### Aim
Repeat the stretch of the passage about Hank and the baby from "I realize now" through "even have that.".

Because of that night Hank decided he was going to quit playing football that season. He had the phone in his hand and was about to tell his coach. He was going to quit because he was so worried about me and my health, and I have to say even though I was angry as hell with him, the fact that he offered to do that showed me his true colors. I would never want him to give up his career though.

I realize now that a lot of my inner turmoil was guilt because of what I was doing with the baby—forcing Hank Jr. to stay in this tiny apartment because of the snow and my own issues of being scared to go out. Minnesota has one of the largest shopping malls in the world, but going to the Mall of America isn’t the smartest thing to do when you are famous. So I couldn’t just take the baby for an indoor stroll. I was forcing my child to have no life because of issues I was responsible for. I went crazy and I snapped. I had no friends and no life and that was rubbing off on the baby. What I wish is that someone had told me, “It’s okay. Don’t worry about the baby like that. Feed him, love him, keep him safe, and he’ll be just fine.” But by isolating myself, I didn’t even have that.

### Material provided
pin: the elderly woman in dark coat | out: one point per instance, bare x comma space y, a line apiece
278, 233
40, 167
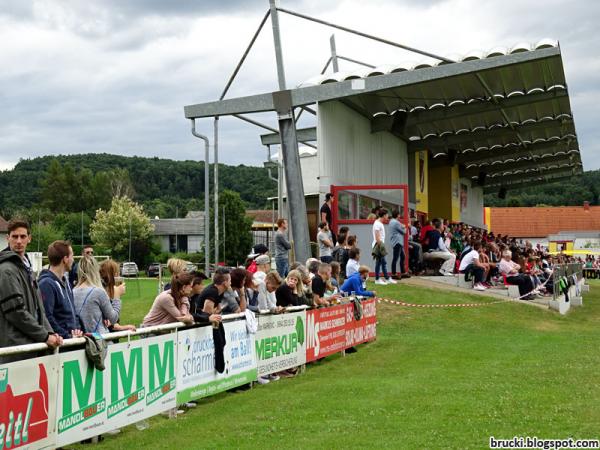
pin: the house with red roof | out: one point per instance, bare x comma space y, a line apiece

* * *

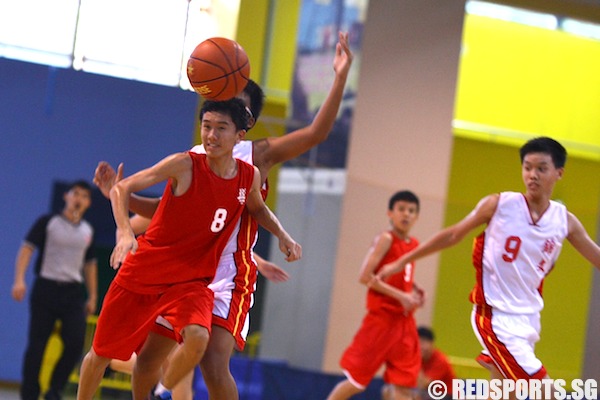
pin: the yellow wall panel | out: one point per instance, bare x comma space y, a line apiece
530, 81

### Complete response
I realize now that a lot of my inner turmoil was guilt because of what I was doing with the baby—forcing Hank Jr. to stay in this tiny apartment because of the snow and my own issues of being scared to go out. Minnesota has one of the largest shopping malls in the world, but going to the Mall of America isn’t the smartest thing to do when you are famous. So I couldn’t just take the baby for an indoor stroll. I was forcing my child to have no life because of issues I was responsible for. I went crazy and I snapped. I had no friends and no life and that was rubbing off on the baby. What I wish is that someone had told me, “It’s okay. Don’t worry about the baby like that. Feed him, love him, keep him safe, and he’ll be just fine.” But by isolating myself, I didn’t even have that.